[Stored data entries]
◆ ◆ ◆ ◆

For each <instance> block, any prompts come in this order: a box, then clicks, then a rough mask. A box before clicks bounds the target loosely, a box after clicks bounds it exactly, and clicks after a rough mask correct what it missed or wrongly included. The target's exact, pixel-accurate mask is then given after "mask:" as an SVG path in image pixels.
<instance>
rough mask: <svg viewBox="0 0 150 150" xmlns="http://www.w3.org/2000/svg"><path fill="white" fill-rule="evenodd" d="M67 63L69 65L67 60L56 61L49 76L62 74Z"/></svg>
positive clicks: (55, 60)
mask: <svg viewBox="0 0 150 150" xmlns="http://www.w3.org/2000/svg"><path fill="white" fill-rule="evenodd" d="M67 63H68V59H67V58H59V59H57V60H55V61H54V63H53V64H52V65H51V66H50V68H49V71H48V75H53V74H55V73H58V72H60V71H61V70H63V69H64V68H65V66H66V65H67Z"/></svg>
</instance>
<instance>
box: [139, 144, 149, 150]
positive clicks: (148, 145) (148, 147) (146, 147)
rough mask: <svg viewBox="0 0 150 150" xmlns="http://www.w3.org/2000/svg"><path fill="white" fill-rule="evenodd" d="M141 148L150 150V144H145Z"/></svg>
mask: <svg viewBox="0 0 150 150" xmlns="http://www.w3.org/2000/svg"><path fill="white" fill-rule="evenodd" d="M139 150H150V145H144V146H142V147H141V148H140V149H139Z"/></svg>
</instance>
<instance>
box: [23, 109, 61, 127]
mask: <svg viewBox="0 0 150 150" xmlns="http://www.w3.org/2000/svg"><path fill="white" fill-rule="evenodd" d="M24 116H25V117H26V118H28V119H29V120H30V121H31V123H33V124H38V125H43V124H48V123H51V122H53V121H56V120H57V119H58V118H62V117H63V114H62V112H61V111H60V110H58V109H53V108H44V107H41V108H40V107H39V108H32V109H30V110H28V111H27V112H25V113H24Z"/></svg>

◆ ◆ ◆ ◆

**ASSIGNMENT**. Return each line of the records above exactly as it reads.

**REPLY**.
For each <instance> block, any prompts come in this order: a box, then clicks, then a rough mask. A box before clicks bounds the target loosely, a box after clicks bounds it exactly, and clicks after a rough mask correct what it missed or wrongly included. The target's exact, pixel-accurate mask is then given after "mask:" as an SVG path in image pixels.
<instance>
rough mask: <svg viewBox="0 0 150 150" xmlns="http://www.w3.org/2000/svg"><path fill="white" fill-rule="evenodd" d="M67 63L69 65L67 60L56 61L49 76L62 74Z"/></svg>
positive clicks: (55, 60)
mask: <svg viewBox="0 0 150 150" xmlns="http://www.w3.org/2000/svg"><path fill="white" fill-rule="evenodd" d="M67 63H68V59H67V58H59V59H57V60H55V61H54V63H53V64H52V65H51V66H50V68H49V71H48V75H53V74H55V73H58V72H60V71H61V70H63V69H64V68H65V66H66V65H67Z"/></svg>
</instance>
<instance>
box: [139, 144, 149, 150]
positive clicks: (148, 145) (148, 147) (146, 147)
rough mask: <svg viewBox="0 0 150 150" xmlns="http://www.w3.org/2000/svg"><path fill="white" fill-rule="evenodd" d="M141 148L150 150V144H145Z"/></svg>
mask: <svg viewBox="0 0 150 150" xmlns="http://www.w3.org/2000/svg"><path fill="white" fill-rule="evenodd" d="M139 150H150V145H144V146H142V147H141V148H140V149H139Z"/></svg>
</instance>
<instance>
box: [23, 109, 61, 127]
mask: <svg viewBox="0 0 150 150" xmlns="http://www.w3.org/2000/svg"><path fill="white" fill-rule="evenodd" d="M24 116H25V117H26V118H28V119H29V120H30V121H31V123H33V124H38V125H43V124H48V123H51V122H53V121H56V120H57V119H58V118H62V117H63V114H62V112H61V111H60V110H58V109H53V108H44V107H41V108H40V107H39V108H32V109H30V110H28V111H27V112H25V113H24Z"/></svg>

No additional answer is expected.